• **Passage to read**:
The National Museum of China

This is one of the largest museums in the world and the second most visited museum in the world after the Louvre in Paris.   It was completed in 1959, and sits on 65 hectares, and rises four floors.  It has a permanent collection of over 1,000,000 items.

The Mauseloum of Mao Zedong

This was built shortly after his death, and completed on May 24th, 1977.  The embalmed body of the Chairman is preserved and on display in the center hall.

My own observations

This is huge; one of the largest public squares in the world, and if you're going to walk it, like we did, make sure you've been exercising before you go.  It covers 44 hectares, borders on the Forbidden City, and has a memorial to Chairman Mao in the center of it.  But you cannot go near it, it's fenced off, and it is guarded.

That's both the statue and the square as there are random guards marching in random directions all the while watching us to see that we don't misbehave.
No one wants to find out what would happen if you jumped the fence around the statue, but I'm guessing you'll have a few years to contemplate the stupidity of your actions with some very unhappy government officials.

           Around the edges of the square are huge buildings, on one side is the museum 

           and on the other is the Chinese equivalent of parliament.

           Around the sides are also large gardens

At one end, where the Forbidden City borders on the square, there's a huge flag pole flying the Chinese flag, and this too like the monument is fenced off, and guarded by members of all of their armed services.  No tanks rolled out during our visit much to our disappointment.  There is no entrance to the Forbidden City from the square

             At the other end is the Mausoleum of Mao Zedong, which was closed the day we were there, as was the museum. 

            There are four sculptural groups installed outside the mausoleum.

          Other than that, it's just another square, albeit probably one of the largest in the world.  It can, we were told, hold about a million people.

Monday, March 23, 2020

The Longjing Pearl Factory, Beijing, China

The Longjing Pearl Factory is located at:
No.2 Zuoan Gate Inner Street, ChongWen District, Beijing 100061 China.

This Pearl Center specializes in both freshwater and seawater pearls, with a reputation backed by the government of China, with a big selection and of the highest quality.  There were all kinds of jewelry made of pearls in different colors, shapes, and sizes.  
They also had, as an interesting sideline, famous Chinese traditional cosmetics such as pearl cream and pearl powder, reputed to make your skin smoother, tendered and most importantly, younger.
We were advised of all of this well before we arrived at the factory, and of course, one suspected the glowing review, with emphasis on the fact it was a government operation and therefore trustworthy, suggested we should buy, meant the tour guide would receive a commission on each sale.
This is nothing new, it's the same the world over, so it's up to the visitor to buy or not to buy.

• **Supplied information**:
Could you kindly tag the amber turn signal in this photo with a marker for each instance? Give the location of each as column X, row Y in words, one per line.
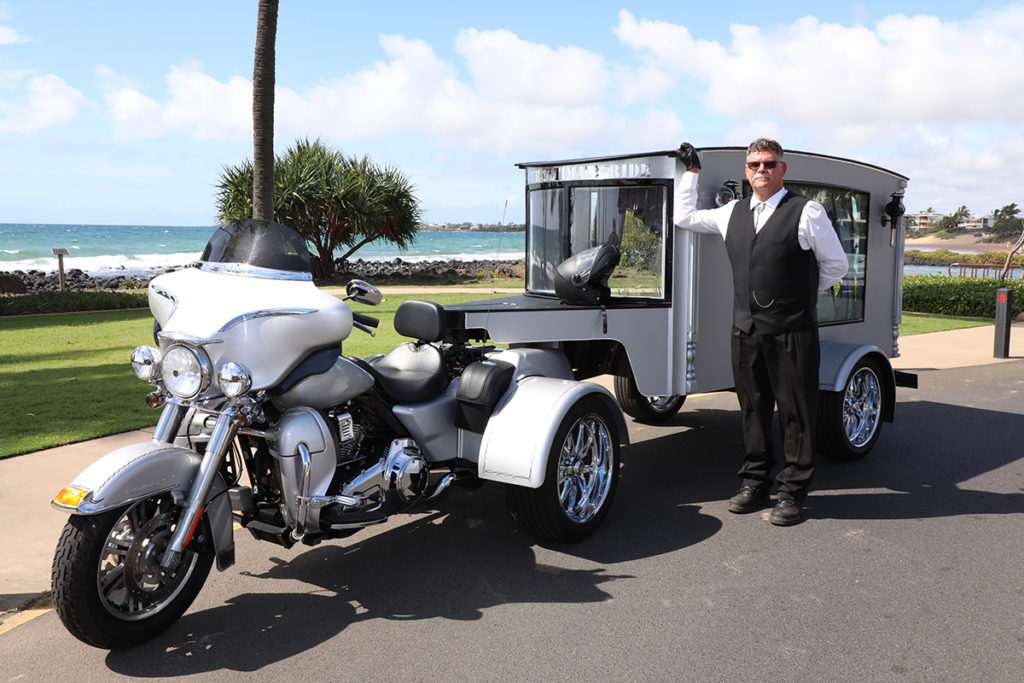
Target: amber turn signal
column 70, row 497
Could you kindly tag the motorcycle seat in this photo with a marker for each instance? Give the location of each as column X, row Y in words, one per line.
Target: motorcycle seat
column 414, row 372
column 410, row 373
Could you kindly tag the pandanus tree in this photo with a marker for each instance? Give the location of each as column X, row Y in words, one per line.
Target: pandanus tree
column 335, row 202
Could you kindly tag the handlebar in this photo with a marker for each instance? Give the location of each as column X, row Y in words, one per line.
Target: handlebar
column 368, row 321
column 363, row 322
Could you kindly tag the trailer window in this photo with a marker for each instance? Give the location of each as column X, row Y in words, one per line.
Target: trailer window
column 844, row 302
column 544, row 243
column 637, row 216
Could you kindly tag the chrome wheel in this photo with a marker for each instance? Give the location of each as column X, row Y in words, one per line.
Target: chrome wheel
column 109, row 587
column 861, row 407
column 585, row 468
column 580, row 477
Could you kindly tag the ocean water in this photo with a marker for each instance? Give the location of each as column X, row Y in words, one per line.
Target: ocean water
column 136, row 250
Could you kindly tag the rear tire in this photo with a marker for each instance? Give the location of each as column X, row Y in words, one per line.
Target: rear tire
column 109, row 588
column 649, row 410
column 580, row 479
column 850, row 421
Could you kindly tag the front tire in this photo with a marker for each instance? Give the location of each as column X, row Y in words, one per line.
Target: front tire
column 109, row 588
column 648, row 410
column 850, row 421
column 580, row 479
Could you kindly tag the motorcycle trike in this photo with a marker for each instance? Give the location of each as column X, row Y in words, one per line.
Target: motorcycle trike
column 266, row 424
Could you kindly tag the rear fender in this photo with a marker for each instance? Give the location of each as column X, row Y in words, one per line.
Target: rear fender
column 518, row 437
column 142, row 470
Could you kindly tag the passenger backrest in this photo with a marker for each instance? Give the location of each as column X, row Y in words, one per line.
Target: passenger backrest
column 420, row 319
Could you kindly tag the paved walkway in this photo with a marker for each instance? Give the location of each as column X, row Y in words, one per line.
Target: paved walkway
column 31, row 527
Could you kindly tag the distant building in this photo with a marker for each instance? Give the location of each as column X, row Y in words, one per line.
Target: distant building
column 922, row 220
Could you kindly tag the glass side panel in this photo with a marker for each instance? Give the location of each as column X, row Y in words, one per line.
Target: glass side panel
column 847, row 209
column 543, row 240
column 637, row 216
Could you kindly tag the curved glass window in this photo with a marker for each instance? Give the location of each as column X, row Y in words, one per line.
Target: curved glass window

• **Direction A**:
In the Beijing travel passage, in what year was the National Museum of China completed?
• **Direction B**:
Say whether each statement agrees with the Beijing travel passage, giving yes or no with the deciding words quoted: (i) The mausoleum and the museum were both closed on the day of the visit. (ii) The Forbidden City can be entered directly from the square. (iii) The square covers 65 hectares.
• **Direction C**:
Please go on with the Beijing travel passage, starting after its final sentence.
The material has no role in this work.

• **Response A**:
1959

• **Response B**:
(i) Yes: "which was closed the day we were there, as was the museum."
(ii) No: "There is no entrance to the Forbidden City from the square"
(iii) No: "It covers 44 hectares"

• **Response C**:
As soon as you get in the door you are taken to the group's guide for the tour (and afterward, available for help on making purchases). who gives you a rundown on the different types and colors of pearls.  This briefly is,
Pearls come in two main categories: freshwater cultured pearls and saltwater cultured pearls. Various types of pearls are the result of the environment in which they live, and different cultivation techniques used by the pearl farmers. 
Freshwater cultured pearls are grown in lakes and rivers, whereas saltwater cultured pearls are grown in bodies of saltwater such as bays.  The most commonly used pearls are Freshwater pearls.  
Freshwater Pearls come in various pastel shades of white, pink, peach, lavender, plum, purple, and tangerine.  
South Sea cultured pearls come in shades of lustrous white, often with silver or rose overtones. 
Black pearls are known as Tahitian pearls and come most often in shades of black and gray. While a Tahitian pearl has a black body color, it will vary in its overtones, which most often will be green or pink.
Then there's a demonstration, where one of the tour group is selected to pick an oyster out of the tank, and then there's the guessing game as to how many pearls are in the shell, with the winner getting a pearl.

Guesses ranged from 1 to 23 and the answer was 26.  Nearest wins, and one for the person who picked the oyster out of the tank.  After this demonstration, we move on to the ways we can tell the difference between real and fake pearls.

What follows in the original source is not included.